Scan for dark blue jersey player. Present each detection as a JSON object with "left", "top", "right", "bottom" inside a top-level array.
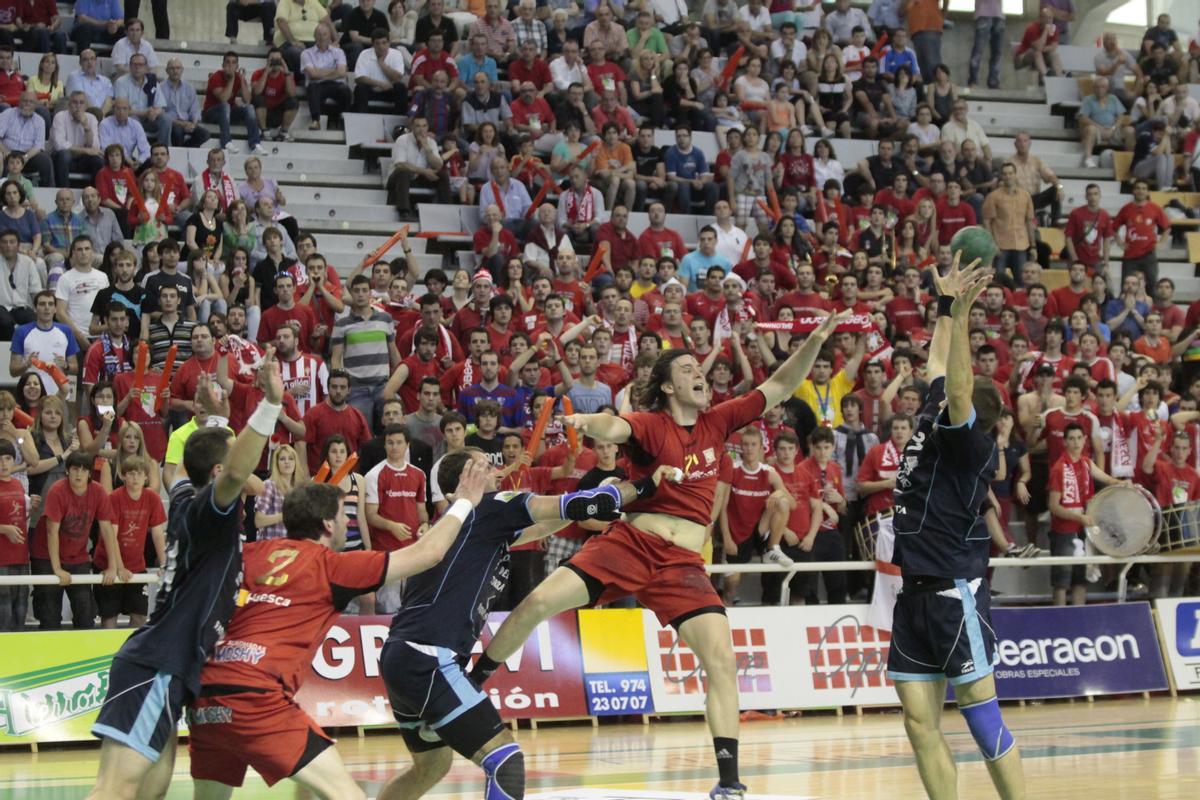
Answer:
[
  {"left": 888, "top": 258, "right": 1025, "bottom": 800},
  {"left": 88, "top": 362, "right": 283, "bottom": 800},
  {"left": 379, "top": 447, "right": 661, "bottom": 800}
]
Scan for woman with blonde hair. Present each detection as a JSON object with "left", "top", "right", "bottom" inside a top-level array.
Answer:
[
  {"left": 254, "top": 445, "right": 307, "bottom": 540},
  {"left": 0, "top": 389, "right": 29, "bottom": 494},
  {"left": 100, "top": 421, "right": 162, "bottom": 493}
]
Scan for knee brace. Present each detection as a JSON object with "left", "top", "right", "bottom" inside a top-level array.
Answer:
[
  {"left": 558, "top": 486, "right": 620, "bottom": 522},
  {"left": 480, "top": 742, "right": 524, "bottom": 800},
  {"left": 959, "top": 697, "right": 1016, "bottom": 762}
]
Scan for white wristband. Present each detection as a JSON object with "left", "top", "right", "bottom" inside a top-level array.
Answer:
[
  {"left": 246, "top": 399, "right": 283, "bottom": 439},
  {"left": 446, "top": 500, "right": 475, "bottom": 525}
]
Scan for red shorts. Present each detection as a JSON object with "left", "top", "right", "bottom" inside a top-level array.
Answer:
[
  {"left": 187, "top": 691, "right": 334, "bottom": 786},
  {"left": 565, "top": 522, "right": 725, "bottom": 628}
]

→ EXERCISE GOAL
Swap "detection" for "match" in the lines starting with the one that contains "Scan for red" and going on through the last line. Return only those lines, otherwise unchanged.

→ CORRECT ANSWER
Scan for red shorts. Present each match as a JSON object with "left", "top", "right", "bottom" inside a top-level array.
Answer:
[
  {"left": 187, "top": 691, "right": 334, "bottom": 786},
  {"left": 565, "top": 522, "right": 725, "bottom": 628}
]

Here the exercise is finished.